-- WHAT THE EXERCISE ASKS --
Rewrite all of the material below, replacing each "Pick out a point" with "Mark a point" and leaving everything else unchanged. Leave the pictures out of your answer.

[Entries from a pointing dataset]
START

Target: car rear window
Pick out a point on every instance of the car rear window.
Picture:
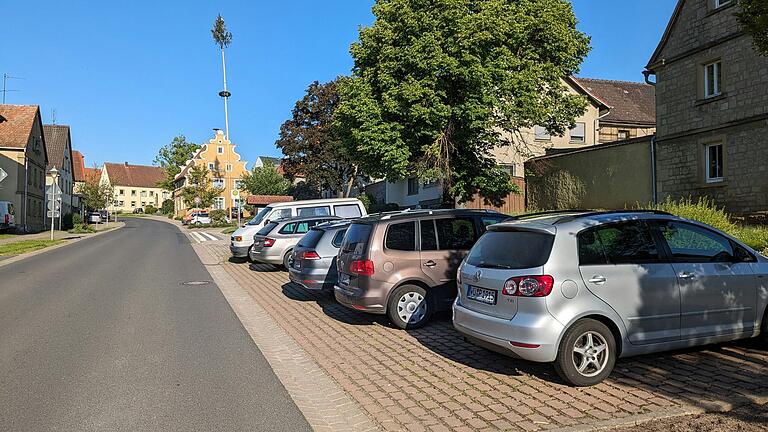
(511, 249)
(356, 239)
(311, 239)
(266, 229)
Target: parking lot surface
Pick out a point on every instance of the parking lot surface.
(431, 379)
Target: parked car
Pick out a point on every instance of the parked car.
(313, 264)
(404, 264)
(200, 218)
(583, 289)
(274, 243)
(242, 238)
(7, 216)
(94, 217)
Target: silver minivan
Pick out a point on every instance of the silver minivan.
(582, 289)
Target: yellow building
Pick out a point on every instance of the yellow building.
(135, 186)
(225, 170)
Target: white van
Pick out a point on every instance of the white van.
(242, 239)
(7, 216)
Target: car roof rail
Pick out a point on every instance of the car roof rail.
(610, 212)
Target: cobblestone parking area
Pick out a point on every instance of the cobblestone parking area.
(431, 379)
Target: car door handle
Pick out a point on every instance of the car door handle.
(598, 280)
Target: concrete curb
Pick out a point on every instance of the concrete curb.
(66, 243)
(322, 402)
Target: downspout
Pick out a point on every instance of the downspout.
(654, 192)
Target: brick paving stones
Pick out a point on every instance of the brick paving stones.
(431, 379)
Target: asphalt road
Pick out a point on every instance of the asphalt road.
(102, 336)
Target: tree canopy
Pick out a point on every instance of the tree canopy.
(437, 84)
(312, 145)
(264, 180)
(199, 186)
(172, 157)
(754, 17)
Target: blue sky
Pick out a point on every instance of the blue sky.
(129, 76)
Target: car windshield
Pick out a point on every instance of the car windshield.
(259, 218)
(511, 250)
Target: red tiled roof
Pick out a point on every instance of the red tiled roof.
(93, 174)
(16, 123)
(267, 199)
(125, 174)
(630, 102)
(78, 166)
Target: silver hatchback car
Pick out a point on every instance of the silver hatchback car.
(274, 242)
(582, 289)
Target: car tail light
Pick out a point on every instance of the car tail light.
(528, 286)
(361, 267)
(309, 255)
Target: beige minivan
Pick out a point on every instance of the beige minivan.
(404, 264)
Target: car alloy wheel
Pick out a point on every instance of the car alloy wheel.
(590, 354)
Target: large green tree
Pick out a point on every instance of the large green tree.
(437, 84)
(264, 180)
(199, 191)
(172, 157)
(313, 147)
(754, 17)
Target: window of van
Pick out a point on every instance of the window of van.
(347, 211)
(314, 211)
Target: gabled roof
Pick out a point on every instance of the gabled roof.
(665, 37)
(78, 166)
(630, 102)
(125, 174)
(16, 122)
(57, 141)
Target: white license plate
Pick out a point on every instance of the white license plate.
(481, 295)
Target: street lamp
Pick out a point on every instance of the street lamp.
(52, 208)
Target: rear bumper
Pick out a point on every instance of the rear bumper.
(239, 251)
(542, 331)
(358, 299)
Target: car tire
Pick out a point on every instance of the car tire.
(409, 307)
(591, 344)
(287, 259)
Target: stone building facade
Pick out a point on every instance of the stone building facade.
(712, 109)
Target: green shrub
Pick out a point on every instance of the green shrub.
(218, 216)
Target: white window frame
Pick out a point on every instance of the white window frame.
(717, 69)
(707, 162)
(540, 133)
(583, 138)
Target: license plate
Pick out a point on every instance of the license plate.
(481, 295)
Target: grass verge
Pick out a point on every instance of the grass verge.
(25, 246)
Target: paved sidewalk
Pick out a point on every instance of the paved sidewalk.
(431, 379)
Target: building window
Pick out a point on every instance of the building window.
(714, 162)
(541, 134)
(712, 79)
(413, 186)
(721, 3)
(578, 132)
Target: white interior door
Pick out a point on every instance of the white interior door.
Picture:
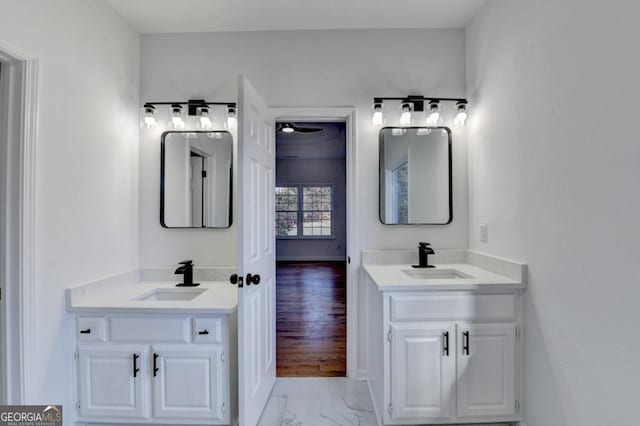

END

-- TASK RESULT --
Target: car rear window
Mark a point on every instance of the car rear window.
Picture:
(511, 249)
(356, 239)
(311, 239)
(266, 229)
Target: parking lot surface
Mark a point on every instance of the parking lot surface.
(431, 379)
Target: parked car
Mark a point on every instance of the parked car.
(313, 264)
(404, 264)
(200, 218)
(583, 289)
(274, 243)
(242, 238)
(7, 216)
(94, 217)
Target: silver minivan
Mark a point on every instance of the silver minivan.
(582, 289)
Target: yellow building
Mark a point on every instance of the yellow building.
(135, 186)
(225, 170)
Target: white van
Mark a point on every instance of the white van.
(242, 239)
(7, 216)
Target: car roof rail
Mark a point on every instance of the car roof rail.
(610, 212)
Target: cobblestone parking area
Mark a point on every instance of the cobblestone parking area.
(431, 379)
Target: car door handle
Mark a point on every instance of the car door handle.
(598, 280)
Target: concrete curb
Mark a point on every instance of the concrete curb.
(66, 243)
(322, 402)
Target: downspout
Mark a point on every instance of the downspout.
(654, 192)
Target: brick paving stones
Mark a point on every instance of the brick paving stones.
(431, 379)
Target: asphalt road
Mark a point on every instance of the asphalt road.
(102, 336)
Target: tree canopy
Mark a point on every instance of the tree canopy.
(437, 84)
(312, 145)
(264, 180)
(199, 186)
(172, 157)
(754, 17)
Target: blue sky
Mark a point on every instance of the blue sky.
(129, 76)
Target: car windshield
Mark a point on every instance of the car windshield.
(259, 218)
(511, 250)
Target: red tiled roof
Mark a point on every instance of the red tiled roof.
(93, 174)
(16, 123)
(267, 199)
(125, 174)
(630, 102)
(78, 166)
Target: silver hatchback car
Mark a point on every instance of the silver hatchback car.
(274, 242)
(582, 289)
Target: car tail light
Mark a point on every instance of the car tail light.
(528, 286)
(361, 267)
(309, 255)
Target: beige minivan
Mark a point on every instance of the beige minivan.
(404, 264)
Target: car alloy wheel
Mark a point on every instance of the car alloy wheel.
(590, 354)
Target: large green tree
Mark a point on every instance of the large green tree.
(437, 84)
(264, 180)
(199, 191)
(172, 157)
(313, 147)
(754, 17)
Target: window of van
Mark a point on every instance of the window of van.
(347, 211)
(314, 211)
Target: gabled roof
Mark a point on every instance of the gabled roof.
(665, 37)
(78, 166)
(630, 102)
(125, 174)
(16, 122)
(57, 141)
Target: white license plate
Mark a point on every instance of the white license plate.
(481, 295)
Target: street lamp
Mark a point on every instance of the street lamp.
(52, 208)
Target: rear bumper
Mark a point on every instance of the rear bumper.
(239, 251)
(542, 331)
(358, 299)
Target: car tire
Mark a point on every instance of the car tire.
(409, 307)
(591, 344)
(287, 259)
Target: stone building facade
Mark a point on every instance of the stone building facade.
(712, 109)
Target: green shrub
Mark a point on every instance of the green shrub.
(218, 216)
Target: white window frame
Mark a point on every instance of the white window frame.
(717, 69)
(707, 162)
(540, 133)
(583, 138)
Target: license plate
Mark a point on every instance of the license plate.
(481, 295)
Target: grass verge
Mark a point on every instance of the grass verge.
(25, 246)
Target: paved sidewalk
Mark a point on every instance of the paved sidewalk.
(431, 379)
Target: building window
Mark a point on every instance of the building window.
(714, 162)
(541, 134)
(712, 79)
(413, 186)
(721, 3)
(578, 132)
Target: white interior door
Mark a point on every instance of the white interior door.
Picture:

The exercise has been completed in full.